**Teks Bacaan:**

──────────

PENGERTIAN PEMBELAJARAN BERBASIS MASALAH
Thursday, 7 April 2016
Add Comment
PENGERTIAN PEMBELAJARAN BERBASIS MASALAH
A. PENGERTIAN PEMBELAJARAN BERBASIS MASALAH
Problem based learning atau pembelajaran berbasis
masalah adalah suatu model pembelajaran yang dimulai dengan menghadapkan siswa
pada masalah nyata atau masalah yang disimulasikan. Pada saat siswa berhadapan
dengan masalah tersebut, maka ia akan menyadari bahwa untuk menyelesaikannya ia
akan menggunakan kemampuan
berpikir kritisnya, pendekatan sistematiknya dan diperlukan pengintegrasian
informasi dari berbagai disiplin ilmu. Sedangkan jika ditinjau dari
variabel tugasnya, maka masalah yang diajukan harus dapat dipahami siswa, yaitu
dapat berkenaan dengan pengalaman siswa di rumah, pengalaman di sekolah, dan
pengalaman ia sebagai anggota masyarakat.
Pembelajaran berbasis masalah merupakan model pembelajaran
yang berlandaskan paham konstruktivistik yang mengakomodasi keterlibatan siswa
dalam belajar dan pemecahan masalah otentik. Dalam pemerolehan informasi dan
pengembangan pemahaman tentang topik-topik, siswa belajar bagaimana
mengkonstruksi kerangka masalah, mengorganisasikan dan menginvestigasi masalah,
mengumpulkan dan menganalisis data, menyusun fakta, mengkonstruksi argumentasi mengenai
pemecahan masalah, bekerja secara individual atau kolaborasi dalam pemecahan
masalah.

──────────

Data yang dikutip dari sebuah koleksi
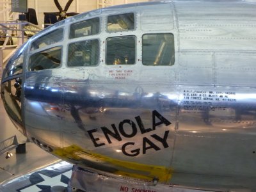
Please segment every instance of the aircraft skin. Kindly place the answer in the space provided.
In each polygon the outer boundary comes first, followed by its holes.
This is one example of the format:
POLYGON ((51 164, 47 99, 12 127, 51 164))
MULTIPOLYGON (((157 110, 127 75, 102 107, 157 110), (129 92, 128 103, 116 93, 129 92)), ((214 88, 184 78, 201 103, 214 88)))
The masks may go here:
POLYGON ((253 190, 255 10, 159 1, 68 18, 10 59, 6 110, 31 141, 93 172, 253 190))

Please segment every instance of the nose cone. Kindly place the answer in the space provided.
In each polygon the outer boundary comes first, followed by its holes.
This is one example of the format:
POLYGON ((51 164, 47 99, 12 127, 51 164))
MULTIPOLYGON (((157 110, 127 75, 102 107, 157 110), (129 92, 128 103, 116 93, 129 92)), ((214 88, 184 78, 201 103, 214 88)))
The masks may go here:
POLYGON ((20 47, 7 63, 1 82, 1 95, 5 110, 16 127, 23 134, 26 130, 22 121, 22 72, 24 50, 20 47))

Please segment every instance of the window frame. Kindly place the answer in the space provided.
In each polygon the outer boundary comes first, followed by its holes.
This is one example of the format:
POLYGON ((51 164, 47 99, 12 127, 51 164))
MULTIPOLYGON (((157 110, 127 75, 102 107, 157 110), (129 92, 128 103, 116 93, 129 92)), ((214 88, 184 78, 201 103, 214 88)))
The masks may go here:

──────────

**Ketentuan Tugas:**
Menurut teks tentang pembelajaran berbasis masalah, tolong sebutkan paham yang menjadi landasan model pembelajaran tersebut. Item-item tersebut tidak diperlukan dalam latihan ini.

**Jawaban Latihan:**
Paham konstruktivistik.